[Short task]
Convert the lines of the records below into a Markdown table with the columns Row and Line. Start with the line that contains "of the bucket", go on through the line that contains "[[57, 160], [62, 161]]", and skip any blank lines.

◇ ◇ ◇

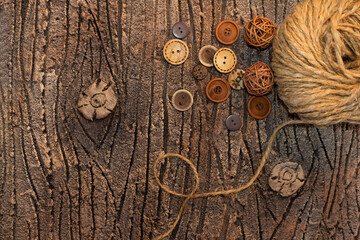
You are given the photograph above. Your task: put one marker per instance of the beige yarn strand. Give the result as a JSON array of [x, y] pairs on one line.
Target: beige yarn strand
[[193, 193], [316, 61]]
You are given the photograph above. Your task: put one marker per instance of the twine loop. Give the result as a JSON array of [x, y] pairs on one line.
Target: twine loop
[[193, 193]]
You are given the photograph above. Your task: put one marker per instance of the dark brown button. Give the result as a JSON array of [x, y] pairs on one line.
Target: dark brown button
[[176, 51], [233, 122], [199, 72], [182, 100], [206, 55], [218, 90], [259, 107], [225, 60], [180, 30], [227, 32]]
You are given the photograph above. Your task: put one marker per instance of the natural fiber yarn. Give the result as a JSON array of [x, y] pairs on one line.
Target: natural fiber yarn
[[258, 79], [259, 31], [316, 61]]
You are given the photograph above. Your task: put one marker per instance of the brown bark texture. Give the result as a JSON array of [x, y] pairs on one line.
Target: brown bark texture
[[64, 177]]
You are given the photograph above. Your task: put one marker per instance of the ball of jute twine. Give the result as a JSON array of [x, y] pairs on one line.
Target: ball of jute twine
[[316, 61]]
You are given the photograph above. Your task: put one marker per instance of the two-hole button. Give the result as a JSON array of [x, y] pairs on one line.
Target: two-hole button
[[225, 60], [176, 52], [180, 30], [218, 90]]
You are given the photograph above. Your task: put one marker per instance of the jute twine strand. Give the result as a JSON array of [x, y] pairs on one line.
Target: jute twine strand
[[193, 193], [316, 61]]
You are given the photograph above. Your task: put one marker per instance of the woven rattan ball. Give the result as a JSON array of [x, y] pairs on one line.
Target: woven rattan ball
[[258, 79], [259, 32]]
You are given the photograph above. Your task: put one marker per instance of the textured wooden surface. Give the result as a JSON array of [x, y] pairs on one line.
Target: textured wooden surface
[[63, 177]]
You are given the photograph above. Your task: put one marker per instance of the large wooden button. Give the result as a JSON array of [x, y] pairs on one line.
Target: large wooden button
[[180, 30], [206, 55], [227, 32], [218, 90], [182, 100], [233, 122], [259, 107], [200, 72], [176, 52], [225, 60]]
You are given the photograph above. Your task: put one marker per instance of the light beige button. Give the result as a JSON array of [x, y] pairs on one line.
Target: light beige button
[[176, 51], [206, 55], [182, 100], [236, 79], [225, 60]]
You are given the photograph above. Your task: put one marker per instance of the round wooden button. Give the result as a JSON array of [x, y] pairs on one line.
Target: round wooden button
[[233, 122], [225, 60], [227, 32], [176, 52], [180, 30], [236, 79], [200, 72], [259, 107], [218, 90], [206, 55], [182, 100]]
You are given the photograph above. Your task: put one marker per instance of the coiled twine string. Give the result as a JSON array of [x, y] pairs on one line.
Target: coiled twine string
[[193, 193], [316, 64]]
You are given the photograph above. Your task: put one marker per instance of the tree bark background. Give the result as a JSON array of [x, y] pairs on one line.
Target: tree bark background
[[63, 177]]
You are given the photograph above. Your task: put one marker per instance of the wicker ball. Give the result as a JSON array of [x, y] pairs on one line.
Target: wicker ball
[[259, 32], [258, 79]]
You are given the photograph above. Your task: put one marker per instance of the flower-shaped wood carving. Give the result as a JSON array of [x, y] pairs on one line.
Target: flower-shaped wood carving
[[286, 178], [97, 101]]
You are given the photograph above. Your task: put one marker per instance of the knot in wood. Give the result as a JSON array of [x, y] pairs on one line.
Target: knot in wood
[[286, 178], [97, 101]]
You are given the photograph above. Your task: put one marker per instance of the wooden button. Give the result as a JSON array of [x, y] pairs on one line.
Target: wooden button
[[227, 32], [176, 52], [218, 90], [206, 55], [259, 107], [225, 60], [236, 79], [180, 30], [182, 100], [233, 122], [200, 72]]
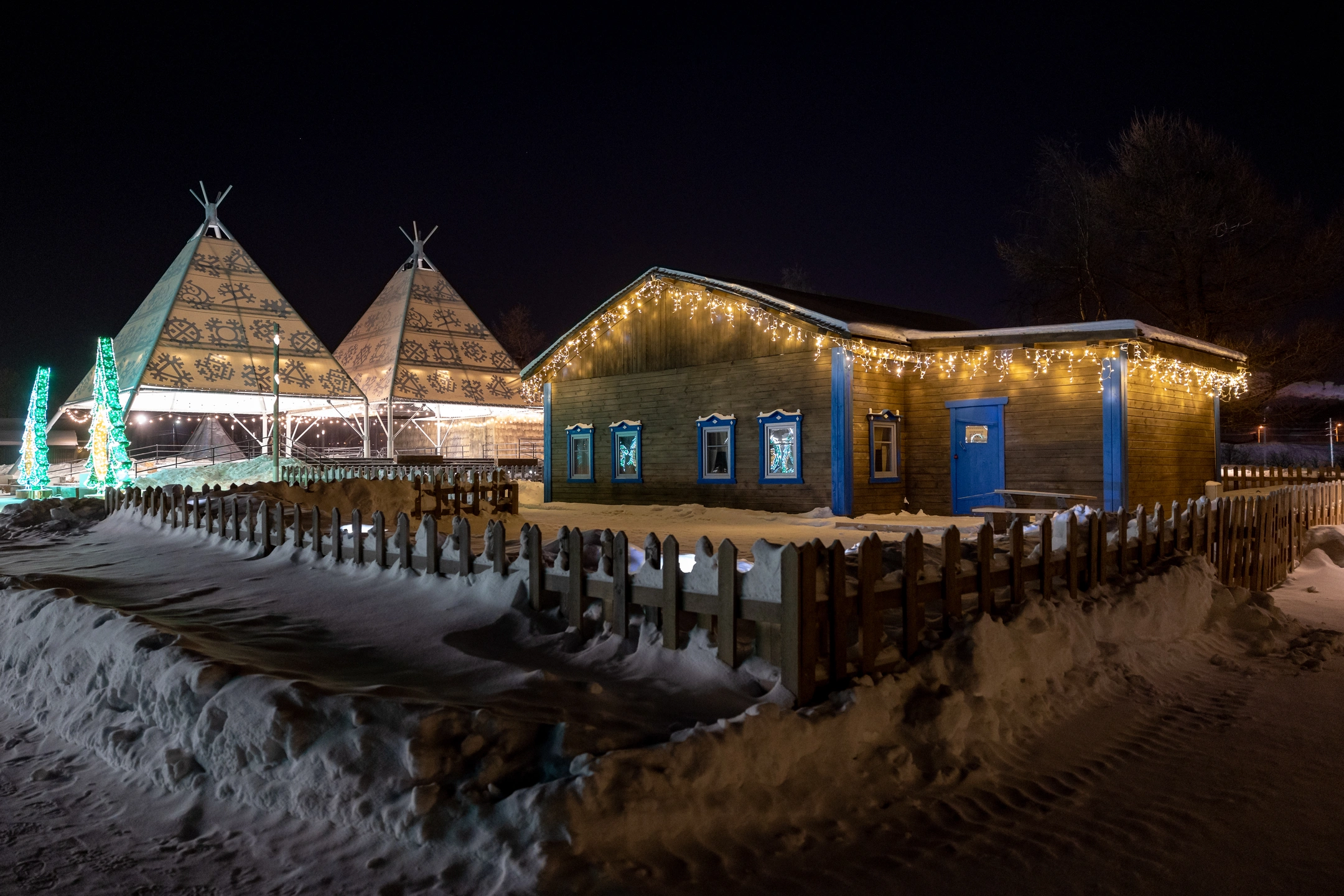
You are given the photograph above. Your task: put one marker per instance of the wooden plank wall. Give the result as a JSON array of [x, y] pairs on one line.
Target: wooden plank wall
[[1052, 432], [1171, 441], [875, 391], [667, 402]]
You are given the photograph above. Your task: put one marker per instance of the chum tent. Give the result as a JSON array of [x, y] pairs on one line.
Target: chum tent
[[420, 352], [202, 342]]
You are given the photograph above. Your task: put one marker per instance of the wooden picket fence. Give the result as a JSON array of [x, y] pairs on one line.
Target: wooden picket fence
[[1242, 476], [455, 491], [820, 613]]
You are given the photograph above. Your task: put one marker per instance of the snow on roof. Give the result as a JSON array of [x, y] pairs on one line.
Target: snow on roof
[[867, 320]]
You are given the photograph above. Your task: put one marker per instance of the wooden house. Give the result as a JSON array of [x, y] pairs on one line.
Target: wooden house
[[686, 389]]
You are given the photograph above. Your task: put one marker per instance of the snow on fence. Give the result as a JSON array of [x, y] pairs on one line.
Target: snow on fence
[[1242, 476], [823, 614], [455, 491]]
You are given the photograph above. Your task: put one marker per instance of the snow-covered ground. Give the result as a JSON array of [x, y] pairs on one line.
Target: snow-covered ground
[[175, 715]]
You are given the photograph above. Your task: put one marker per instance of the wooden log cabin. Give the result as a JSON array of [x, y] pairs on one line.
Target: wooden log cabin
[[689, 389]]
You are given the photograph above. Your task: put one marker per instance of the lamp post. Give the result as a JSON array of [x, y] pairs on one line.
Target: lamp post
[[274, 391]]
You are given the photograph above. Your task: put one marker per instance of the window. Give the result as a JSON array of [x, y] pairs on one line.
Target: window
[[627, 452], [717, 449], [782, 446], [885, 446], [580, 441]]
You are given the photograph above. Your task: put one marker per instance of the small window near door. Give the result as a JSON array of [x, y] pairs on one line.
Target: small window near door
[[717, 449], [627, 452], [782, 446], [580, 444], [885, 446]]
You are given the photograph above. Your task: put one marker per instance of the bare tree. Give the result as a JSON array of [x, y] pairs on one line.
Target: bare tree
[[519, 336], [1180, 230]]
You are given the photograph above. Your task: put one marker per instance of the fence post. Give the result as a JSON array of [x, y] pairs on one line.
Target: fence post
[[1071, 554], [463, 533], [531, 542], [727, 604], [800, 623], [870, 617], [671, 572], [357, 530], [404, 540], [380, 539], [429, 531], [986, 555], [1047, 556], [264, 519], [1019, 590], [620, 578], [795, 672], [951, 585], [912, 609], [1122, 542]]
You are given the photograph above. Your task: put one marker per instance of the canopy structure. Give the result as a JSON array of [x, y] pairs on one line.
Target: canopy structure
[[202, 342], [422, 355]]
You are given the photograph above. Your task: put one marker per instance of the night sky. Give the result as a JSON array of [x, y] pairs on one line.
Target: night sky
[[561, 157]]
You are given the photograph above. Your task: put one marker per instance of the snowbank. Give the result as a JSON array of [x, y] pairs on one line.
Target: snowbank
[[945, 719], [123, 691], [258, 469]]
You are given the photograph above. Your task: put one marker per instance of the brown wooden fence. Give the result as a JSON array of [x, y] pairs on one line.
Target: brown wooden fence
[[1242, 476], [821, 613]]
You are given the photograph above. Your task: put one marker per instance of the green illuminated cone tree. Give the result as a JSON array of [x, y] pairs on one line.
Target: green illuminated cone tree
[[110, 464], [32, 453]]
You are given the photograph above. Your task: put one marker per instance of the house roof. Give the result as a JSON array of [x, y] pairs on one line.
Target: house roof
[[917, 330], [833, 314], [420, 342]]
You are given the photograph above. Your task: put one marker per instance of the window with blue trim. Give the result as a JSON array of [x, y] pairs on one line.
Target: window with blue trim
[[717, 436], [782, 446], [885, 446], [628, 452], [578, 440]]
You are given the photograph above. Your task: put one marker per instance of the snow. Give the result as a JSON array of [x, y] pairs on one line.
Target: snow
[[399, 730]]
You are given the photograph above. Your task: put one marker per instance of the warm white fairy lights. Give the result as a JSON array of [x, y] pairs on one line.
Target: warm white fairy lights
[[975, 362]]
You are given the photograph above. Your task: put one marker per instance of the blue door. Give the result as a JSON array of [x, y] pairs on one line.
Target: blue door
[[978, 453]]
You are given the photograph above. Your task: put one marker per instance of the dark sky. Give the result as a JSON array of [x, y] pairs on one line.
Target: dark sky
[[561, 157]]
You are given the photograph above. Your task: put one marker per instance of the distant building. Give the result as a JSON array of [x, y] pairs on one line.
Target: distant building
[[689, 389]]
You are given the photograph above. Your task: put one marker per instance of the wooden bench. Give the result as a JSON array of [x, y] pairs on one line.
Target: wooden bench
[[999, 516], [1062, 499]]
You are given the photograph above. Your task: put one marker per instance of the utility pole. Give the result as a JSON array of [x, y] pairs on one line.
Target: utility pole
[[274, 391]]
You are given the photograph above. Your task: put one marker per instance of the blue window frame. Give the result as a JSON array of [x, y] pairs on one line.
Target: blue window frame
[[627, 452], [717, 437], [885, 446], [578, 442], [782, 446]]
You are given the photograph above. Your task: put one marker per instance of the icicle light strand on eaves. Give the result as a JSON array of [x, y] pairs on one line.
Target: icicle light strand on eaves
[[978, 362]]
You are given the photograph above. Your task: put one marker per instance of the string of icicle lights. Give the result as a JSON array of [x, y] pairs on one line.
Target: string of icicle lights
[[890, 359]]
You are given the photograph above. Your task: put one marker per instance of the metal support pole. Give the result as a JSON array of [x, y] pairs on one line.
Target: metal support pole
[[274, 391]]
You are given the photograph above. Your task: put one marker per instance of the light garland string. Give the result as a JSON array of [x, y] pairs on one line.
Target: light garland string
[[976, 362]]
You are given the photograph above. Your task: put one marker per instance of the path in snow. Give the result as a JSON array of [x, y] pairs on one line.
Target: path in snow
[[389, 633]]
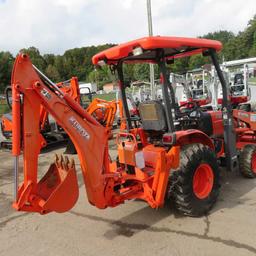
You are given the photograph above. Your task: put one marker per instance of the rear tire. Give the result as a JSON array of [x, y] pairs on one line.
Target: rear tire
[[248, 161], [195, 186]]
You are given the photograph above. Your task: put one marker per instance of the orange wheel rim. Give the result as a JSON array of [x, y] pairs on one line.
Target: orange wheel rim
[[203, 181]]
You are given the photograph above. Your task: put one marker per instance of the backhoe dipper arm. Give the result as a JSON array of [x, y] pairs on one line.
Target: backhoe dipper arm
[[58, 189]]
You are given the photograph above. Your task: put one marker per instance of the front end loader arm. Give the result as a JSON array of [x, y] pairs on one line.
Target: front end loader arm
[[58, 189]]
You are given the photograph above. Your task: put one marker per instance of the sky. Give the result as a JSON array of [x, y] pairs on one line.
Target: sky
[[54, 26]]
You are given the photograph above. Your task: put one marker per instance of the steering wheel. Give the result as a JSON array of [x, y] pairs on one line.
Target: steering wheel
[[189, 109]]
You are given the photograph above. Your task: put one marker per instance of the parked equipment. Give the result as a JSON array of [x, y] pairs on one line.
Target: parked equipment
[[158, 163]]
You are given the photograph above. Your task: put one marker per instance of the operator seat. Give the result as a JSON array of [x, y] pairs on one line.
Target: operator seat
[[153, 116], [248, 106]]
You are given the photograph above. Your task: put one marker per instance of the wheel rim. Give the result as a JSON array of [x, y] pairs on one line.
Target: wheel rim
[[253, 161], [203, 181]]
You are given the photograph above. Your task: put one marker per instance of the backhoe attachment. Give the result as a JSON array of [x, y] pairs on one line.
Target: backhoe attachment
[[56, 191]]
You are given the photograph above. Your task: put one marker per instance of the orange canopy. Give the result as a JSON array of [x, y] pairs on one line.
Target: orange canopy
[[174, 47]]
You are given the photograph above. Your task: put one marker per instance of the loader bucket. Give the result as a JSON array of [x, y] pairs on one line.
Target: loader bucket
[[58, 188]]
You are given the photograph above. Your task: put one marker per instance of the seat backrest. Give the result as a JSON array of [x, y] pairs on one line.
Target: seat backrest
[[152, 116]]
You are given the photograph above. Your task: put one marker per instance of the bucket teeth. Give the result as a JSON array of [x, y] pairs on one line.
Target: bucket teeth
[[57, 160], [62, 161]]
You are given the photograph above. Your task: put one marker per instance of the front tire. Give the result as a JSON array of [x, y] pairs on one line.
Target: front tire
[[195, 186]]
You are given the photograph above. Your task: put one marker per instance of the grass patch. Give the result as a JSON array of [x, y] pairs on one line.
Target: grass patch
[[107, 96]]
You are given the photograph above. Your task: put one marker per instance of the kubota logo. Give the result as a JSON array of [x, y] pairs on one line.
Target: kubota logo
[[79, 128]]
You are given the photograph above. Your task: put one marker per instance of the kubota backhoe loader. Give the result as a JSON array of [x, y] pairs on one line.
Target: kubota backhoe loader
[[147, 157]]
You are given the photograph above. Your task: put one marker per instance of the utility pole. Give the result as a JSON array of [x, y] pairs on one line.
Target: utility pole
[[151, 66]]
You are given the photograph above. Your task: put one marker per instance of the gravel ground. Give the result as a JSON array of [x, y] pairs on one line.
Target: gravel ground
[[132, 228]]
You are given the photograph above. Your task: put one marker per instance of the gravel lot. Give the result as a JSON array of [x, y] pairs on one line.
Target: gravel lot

◇ ◇ ◇

[Solution]
| Row | Line |
|---|---|
| 1 | You are given the photograph above. Your task: put one marker per instance of the bucket teeth. Give the result as a JSON array of [x, y] pairs on one line. |
| 2 | Target: bucket teeth |
| 3 | [[57, 160], [62, 161]] |